| What you have to do |
Return the stretch of data from the line containing "locate the metal" through the line containing "705, 890, 806]]", both included, copied verbatim.

| Material to process |
——

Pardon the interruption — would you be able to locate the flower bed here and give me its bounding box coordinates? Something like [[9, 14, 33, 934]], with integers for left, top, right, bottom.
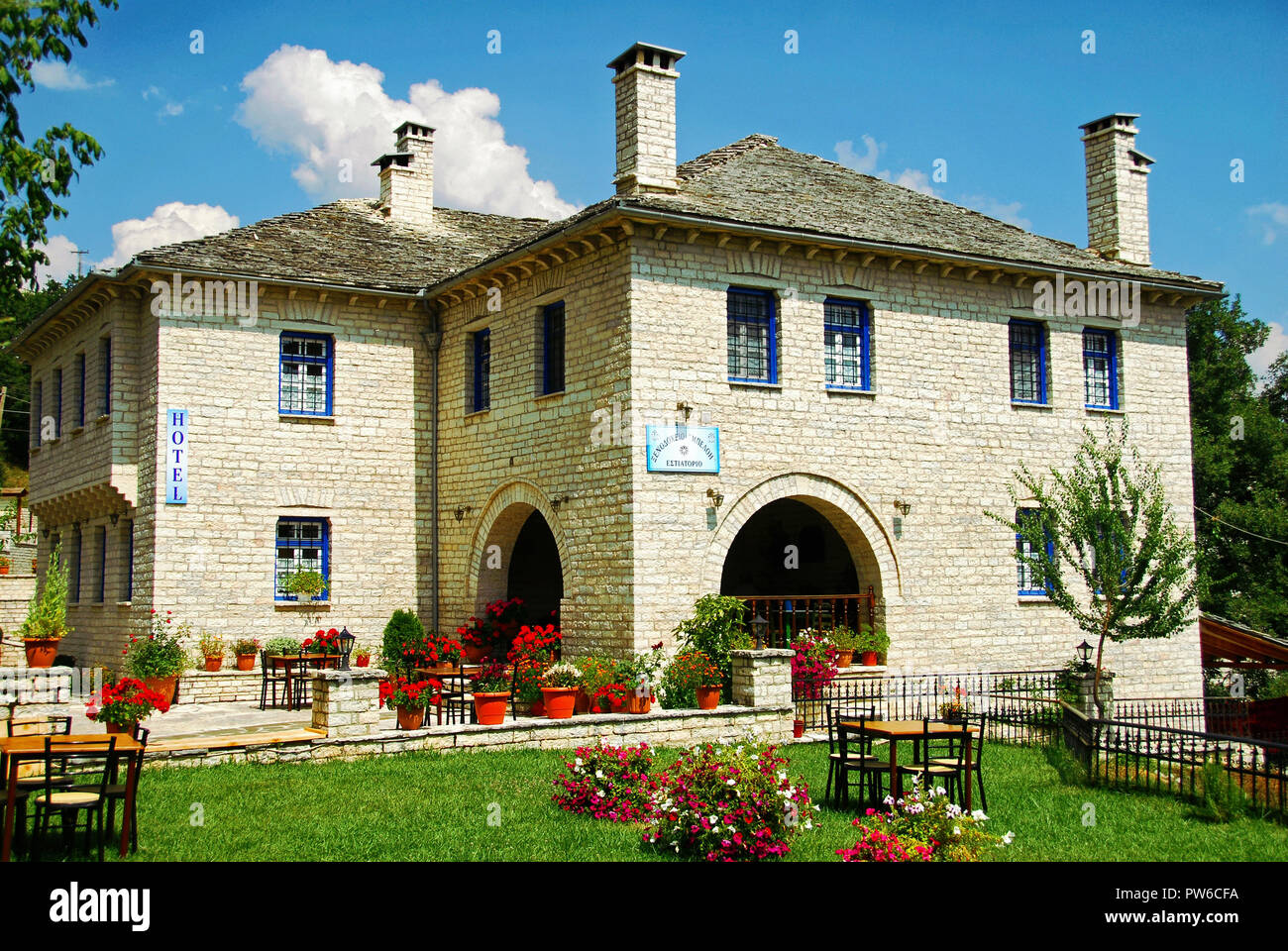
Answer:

——

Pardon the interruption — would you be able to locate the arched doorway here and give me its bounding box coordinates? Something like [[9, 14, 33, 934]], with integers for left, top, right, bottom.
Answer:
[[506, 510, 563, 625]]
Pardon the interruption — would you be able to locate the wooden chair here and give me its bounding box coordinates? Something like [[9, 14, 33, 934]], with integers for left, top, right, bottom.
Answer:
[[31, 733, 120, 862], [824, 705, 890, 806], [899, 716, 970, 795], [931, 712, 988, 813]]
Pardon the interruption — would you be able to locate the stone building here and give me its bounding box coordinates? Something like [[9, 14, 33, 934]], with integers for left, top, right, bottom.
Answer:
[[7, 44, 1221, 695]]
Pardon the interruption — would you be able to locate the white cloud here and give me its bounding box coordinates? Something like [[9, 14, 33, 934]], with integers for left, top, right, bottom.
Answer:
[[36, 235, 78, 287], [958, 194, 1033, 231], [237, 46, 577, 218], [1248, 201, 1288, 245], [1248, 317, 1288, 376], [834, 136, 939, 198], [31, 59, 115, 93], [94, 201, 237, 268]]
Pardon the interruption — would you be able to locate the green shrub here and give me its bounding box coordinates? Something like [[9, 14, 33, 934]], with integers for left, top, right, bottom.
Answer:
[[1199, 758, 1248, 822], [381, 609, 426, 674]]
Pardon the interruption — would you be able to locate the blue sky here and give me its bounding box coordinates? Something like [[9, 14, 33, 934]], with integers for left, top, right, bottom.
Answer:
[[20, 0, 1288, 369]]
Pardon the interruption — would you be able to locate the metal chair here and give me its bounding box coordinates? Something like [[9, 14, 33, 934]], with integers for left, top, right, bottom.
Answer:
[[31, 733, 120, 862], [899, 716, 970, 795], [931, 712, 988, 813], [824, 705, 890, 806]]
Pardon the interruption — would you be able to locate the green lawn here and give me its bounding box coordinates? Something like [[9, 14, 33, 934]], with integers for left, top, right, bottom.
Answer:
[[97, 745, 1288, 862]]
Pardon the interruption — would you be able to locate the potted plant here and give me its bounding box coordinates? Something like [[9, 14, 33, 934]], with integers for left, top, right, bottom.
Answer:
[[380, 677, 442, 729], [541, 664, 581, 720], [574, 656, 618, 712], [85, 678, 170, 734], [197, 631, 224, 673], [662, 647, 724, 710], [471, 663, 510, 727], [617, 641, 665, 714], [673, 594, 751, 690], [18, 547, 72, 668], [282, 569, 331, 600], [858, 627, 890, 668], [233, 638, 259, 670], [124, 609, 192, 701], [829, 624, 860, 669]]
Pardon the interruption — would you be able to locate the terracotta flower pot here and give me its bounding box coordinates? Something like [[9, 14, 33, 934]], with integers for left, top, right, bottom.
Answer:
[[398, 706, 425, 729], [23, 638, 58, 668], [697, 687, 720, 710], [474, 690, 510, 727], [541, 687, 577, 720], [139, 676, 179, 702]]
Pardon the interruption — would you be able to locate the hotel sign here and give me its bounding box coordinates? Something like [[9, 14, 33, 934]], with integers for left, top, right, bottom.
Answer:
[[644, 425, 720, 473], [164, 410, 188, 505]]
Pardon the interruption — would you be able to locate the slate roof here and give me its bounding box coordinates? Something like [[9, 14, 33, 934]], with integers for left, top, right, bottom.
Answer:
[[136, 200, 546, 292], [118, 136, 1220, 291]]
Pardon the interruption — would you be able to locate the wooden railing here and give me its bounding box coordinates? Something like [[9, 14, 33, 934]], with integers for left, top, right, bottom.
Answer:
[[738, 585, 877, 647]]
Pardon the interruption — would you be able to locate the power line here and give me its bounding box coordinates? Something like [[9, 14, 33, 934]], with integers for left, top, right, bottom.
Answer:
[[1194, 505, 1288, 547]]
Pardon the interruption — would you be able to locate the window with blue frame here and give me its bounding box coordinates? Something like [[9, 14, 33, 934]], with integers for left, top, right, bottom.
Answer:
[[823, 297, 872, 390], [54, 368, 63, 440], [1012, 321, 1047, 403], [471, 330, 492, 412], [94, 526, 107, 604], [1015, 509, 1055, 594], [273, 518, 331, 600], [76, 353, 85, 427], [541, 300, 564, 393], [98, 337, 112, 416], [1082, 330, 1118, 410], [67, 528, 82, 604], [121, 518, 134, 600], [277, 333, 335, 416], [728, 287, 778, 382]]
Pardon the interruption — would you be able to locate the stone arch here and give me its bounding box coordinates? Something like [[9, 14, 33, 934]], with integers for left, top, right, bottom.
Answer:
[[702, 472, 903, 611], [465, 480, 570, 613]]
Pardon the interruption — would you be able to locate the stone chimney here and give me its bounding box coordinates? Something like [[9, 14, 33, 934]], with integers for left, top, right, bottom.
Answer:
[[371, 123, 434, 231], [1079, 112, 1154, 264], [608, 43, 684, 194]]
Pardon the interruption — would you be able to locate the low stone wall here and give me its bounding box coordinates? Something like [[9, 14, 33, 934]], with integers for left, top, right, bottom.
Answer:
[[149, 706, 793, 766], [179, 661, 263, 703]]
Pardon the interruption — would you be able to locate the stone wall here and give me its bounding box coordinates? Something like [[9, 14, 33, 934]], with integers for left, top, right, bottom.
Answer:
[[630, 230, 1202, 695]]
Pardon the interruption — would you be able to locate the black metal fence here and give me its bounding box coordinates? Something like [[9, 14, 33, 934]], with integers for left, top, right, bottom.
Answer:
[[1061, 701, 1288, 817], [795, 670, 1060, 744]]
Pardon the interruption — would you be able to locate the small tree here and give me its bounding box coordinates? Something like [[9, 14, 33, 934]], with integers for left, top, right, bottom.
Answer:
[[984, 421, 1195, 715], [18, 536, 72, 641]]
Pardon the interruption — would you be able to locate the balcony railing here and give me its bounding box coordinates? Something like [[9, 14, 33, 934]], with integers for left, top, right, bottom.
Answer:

——

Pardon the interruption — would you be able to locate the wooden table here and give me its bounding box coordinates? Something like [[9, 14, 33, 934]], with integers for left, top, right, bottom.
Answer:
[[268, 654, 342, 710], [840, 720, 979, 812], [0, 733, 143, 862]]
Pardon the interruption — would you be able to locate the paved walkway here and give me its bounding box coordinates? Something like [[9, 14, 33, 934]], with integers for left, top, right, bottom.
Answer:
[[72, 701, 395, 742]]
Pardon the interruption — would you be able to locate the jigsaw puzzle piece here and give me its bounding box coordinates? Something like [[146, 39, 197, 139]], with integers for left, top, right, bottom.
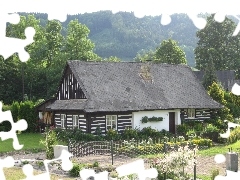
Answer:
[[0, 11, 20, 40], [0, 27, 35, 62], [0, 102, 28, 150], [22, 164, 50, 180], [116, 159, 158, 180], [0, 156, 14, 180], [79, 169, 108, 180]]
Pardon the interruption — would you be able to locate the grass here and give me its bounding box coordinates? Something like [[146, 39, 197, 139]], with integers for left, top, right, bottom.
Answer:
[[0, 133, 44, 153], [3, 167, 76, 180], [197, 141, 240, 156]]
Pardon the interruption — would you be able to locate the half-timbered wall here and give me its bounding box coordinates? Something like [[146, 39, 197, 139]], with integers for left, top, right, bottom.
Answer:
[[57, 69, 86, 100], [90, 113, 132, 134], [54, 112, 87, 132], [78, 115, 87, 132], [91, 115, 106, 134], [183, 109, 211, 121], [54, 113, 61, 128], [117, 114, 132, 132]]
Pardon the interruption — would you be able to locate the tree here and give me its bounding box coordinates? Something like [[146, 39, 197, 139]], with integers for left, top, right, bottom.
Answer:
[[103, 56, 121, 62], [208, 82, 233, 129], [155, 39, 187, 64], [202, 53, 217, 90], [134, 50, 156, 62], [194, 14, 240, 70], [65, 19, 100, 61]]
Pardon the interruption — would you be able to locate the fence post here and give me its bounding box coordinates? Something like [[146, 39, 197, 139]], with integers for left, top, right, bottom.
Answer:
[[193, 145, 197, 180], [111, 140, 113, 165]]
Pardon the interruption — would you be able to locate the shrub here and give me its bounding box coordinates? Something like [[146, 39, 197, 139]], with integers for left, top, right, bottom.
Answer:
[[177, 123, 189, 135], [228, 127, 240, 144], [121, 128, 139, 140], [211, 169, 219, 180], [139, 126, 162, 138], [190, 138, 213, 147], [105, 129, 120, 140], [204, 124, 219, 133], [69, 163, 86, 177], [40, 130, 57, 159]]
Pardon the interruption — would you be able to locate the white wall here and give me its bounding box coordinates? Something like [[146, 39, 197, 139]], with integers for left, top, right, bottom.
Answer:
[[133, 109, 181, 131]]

——

| Answer to this task |
Pardon the interruption — would you be able to locate the metal chair here and give me its bounding box coordinates? Something like [[9, 14, 33, 934]], with integers for left, top, right, bottom.
Answer:
[[31, 733, 120, 862], [899, 716, 970, 795], [931, 712, 988, 813], [824, 705, 890, 806]]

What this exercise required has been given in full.